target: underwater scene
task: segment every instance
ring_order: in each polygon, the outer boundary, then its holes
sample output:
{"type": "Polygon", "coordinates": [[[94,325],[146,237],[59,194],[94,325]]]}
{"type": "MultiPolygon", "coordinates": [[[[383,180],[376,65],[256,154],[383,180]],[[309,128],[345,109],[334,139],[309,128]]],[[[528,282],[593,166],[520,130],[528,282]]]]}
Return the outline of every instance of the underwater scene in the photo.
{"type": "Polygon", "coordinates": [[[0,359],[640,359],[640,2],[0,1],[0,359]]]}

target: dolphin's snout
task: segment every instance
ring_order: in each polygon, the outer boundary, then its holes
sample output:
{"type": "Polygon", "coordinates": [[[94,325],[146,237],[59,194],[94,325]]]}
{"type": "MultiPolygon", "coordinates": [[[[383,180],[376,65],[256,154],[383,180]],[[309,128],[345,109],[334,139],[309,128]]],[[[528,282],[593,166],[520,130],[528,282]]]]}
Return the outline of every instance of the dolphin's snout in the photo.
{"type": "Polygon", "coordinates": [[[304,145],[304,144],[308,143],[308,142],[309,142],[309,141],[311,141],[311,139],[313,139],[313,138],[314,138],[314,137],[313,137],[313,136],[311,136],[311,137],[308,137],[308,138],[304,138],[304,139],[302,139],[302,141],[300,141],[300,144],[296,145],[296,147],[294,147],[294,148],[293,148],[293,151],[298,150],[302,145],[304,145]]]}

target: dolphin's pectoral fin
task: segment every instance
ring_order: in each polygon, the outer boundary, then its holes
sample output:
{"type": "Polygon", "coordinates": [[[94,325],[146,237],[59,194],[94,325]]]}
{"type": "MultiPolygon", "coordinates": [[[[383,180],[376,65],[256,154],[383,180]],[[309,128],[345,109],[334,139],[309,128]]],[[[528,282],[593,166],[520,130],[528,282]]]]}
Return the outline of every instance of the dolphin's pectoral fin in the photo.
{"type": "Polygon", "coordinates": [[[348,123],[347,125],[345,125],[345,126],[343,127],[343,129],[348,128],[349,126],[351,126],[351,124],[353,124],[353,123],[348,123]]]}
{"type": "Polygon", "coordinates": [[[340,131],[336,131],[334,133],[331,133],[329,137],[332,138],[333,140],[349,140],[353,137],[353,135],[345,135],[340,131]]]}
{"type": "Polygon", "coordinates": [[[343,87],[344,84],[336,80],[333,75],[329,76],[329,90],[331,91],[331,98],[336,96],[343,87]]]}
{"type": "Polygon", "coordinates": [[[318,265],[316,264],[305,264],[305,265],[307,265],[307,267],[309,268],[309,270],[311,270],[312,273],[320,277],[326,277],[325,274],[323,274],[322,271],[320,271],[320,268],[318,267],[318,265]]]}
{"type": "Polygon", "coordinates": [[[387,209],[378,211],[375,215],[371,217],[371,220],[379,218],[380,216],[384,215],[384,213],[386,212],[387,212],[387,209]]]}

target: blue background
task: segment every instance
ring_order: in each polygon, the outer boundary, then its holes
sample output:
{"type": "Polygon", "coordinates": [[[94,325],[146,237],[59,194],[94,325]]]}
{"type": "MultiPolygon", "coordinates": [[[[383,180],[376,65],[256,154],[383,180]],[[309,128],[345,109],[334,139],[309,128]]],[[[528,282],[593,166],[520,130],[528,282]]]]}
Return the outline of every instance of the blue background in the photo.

§ **Exercise aim**: Your task is to show every line of the listing above containing "target".

§ **Finished task**:
target: underwater scene
target: dolphin's snout
target: dolphin's pectoral fin
target: blue background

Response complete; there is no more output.